* [Task description]
Read the data below line by line and copy each one with "green" in it.

Record excerpts section start

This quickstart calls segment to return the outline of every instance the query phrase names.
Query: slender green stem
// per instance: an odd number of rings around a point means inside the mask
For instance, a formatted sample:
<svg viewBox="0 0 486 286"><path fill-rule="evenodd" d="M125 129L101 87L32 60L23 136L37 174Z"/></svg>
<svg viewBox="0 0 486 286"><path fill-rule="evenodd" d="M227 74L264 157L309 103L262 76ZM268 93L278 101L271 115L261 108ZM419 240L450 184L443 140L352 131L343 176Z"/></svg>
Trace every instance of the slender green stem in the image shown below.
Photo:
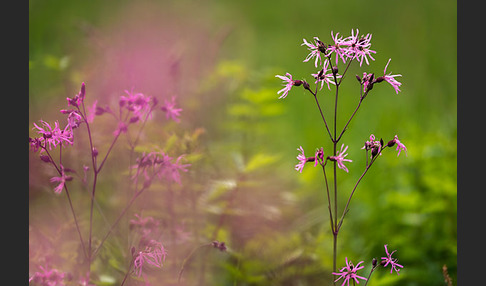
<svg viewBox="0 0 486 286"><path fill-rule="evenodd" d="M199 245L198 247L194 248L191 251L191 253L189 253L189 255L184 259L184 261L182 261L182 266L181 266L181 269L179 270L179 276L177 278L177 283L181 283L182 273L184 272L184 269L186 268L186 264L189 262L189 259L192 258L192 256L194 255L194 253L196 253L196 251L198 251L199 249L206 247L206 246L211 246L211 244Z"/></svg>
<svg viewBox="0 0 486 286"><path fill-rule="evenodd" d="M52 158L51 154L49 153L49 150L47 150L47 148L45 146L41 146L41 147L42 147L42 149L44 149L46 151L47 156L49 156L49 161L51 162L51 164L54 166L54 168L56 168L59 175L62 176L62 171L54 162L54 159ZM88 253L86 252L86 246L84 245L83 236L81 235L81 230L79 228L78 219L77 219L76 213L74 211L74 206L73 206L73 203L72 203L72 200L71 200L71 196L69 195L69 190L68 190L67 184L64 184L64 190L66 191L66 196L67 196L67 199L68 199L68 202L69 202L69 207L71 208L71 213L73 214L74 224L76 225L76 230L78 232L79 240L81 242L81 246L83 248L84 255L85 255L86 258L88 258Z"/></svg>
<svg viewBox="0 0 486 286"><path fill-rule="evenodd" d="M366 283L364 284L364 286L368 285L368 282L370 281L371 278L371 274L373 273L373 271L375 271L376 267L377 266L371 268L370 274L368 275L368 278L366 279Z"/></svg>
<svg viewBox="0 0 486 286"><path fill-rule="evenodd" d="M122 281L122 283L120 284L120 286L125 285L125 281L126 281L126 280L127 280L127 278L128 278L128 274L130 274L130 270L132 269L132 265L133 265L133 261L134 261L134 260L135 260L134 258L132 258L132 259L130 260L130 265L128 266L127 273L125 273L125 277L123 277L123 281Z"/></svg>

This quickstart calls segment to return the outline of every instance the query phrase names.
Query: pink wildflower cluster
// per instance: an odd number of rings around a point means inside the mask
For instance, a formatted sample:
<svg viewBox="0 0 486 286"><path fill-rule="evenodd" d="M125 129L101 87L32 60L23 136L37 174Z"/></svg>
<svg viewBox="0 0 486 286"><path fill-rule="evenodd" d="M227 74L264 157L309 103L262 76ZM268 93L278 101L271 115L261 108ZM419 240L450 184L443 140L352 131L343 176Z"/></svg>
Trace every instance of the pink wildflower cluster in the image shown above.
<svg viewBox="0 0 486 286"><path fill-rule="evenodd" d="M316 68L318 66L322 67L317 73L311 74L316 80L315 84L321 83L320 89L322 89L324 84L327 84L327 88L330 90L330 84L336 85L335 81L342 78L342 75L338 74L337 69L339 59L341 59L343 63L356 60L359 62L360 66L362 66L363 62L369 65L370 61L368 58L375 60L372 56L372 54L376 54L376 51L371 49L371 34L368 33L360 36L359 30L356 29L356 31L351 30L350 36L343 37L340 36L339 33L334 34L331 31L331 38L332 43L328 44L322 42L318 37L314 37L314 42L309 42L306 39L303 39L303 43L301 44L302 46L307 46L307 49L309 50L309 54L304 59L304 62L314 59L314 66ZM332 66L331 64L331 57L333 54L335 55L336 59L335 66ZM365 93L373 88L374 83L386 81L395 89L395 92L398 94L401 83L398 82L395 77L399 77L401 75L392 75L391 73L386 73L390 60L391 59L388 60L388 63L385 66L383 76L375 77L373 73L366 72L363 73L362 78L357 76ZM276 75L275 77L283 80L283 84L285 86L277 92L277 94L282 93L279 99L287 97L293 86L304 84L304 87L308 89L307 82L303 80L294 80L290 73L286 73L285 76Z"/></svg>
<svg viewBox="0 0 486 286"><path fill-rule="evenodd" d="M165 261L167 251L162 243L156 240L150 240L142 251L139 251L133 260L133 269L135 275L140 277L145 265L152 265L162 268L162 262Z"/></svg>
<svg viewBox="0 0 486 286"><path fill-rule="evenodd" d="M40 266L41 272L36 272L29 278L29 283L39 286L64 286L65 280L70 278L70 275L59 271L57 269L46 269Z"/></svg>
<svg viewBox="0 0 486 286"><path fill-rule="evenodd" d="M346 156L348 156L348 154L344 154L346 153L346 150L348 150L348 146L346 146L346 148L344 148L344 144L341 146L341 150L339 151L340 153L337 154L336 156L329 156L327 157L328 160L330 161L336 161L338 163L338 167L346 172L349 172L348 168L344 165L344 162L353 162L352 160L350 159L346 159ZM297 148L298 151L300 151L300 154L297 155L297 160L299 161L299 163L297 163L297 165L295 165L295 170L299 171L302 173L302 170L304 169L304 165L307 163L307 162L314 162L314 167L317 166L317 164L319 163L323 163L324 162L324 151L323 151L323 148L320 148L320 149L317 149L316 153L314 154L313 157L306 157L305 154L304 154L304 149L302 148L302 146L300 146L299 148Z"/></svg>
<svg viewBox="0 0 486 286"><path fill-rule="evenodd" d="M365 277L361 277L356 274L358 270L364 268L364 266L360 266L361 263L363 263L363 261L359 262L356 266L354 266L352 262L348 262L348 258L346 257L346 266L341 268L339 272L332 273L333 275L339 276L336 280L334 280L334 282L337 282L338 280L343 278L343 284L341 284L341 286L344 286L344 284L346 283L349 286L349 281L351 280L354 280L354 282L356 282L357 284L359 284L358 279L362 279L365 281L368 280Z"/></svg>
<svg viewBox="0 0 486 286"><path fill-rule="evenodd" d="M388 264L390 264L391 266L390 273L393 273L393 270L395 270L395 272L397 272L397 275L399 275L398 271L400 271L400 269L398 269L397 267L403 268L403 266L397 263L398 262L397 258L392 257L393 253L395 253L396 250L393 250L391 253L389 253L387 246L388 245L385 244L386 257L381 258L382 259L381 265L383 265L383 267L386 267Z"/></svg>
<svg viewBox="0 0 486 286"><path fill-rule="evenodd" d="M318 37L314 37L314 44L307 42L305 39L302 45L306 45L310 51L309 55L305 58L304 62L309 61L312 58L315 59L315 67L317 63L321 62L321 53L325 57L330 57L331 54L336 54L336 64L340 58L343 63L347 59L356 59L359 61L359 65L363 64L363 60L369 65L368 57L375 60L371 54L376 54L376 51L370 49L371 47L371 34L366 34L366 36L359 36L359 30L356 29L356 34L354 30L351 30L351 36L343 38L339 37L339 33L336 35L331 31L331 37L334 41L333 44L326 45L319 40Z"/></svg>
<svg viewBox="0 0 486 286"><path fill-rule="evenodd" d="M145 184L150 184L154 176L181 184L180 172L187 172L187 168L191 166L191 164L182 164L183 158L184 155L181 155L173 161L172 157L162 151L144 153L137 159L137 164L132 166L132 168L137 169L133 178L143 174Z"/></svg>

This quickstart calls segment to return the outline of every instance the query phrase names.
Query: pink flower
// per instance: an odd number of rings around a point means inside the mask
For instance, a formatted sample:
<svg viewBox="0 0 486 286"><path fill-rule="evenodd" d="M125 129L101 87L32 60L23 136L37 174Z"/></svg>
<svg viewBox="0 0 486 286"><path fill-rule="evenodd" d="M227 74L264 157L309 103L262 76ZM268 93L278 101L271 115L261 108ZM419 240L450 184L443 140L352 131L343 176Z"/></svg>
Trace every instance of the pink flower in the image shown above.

Record excerpts section end
Record excerpts section start

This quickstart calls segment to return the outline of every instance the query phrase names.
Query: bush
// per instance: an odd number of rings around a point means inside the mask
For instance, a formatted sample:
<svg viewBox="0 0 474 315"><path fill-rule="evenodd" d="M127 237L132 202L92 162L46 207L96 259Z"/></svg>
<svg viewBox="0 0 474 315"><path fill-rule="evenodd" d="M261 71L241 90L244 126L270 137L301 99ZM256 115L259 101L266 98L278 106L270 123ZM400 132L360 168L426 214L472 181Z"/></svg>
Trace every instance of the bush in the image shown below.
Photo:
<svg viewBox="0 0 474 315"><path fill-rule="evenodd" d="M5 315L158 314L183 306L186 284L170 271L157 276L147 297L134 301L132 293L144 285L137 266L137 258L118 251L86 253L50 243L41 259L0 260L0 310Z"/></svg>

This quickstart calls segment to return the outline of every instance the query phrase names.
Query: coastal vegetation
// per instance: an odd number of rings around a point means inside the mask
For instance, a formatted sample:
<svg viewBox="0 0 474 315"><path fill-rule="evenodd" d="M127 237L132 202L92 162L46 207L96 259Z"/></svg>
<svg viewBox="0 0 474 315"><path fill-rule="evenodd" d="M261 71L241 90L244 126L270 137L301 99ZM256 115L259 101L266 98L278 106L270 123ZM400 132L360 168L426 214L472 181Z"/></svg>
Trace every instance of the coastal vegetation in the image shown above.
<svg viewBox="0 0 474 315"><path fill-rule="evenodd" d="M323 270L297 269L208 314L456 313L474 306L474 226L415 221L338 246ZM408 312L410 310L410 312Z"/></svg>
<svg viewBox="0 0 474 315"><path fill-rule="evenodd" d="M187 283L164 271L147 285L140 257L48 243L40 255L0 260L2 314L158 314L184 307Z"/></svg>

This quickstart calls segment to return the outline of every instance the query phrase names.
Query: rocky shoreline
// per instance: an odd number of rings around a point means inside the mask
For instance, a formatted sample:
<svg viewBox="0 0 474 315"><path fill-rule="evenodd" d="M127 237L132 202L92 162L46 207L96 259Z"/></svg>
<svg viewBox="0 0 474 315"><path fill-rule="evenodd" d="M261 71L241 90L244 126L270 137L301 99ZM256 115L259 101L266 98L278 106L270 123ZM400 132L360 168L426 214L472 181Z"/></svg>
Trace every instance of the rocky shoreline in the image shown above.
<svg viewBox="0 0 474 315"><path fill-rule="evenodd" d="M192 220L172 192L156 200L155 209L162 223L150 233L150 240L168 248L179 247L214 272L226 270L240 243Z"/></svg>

Record excerpts section end

* [Response]
Query: slender green stem
Trace every instance of the slender green stem in the image shown below.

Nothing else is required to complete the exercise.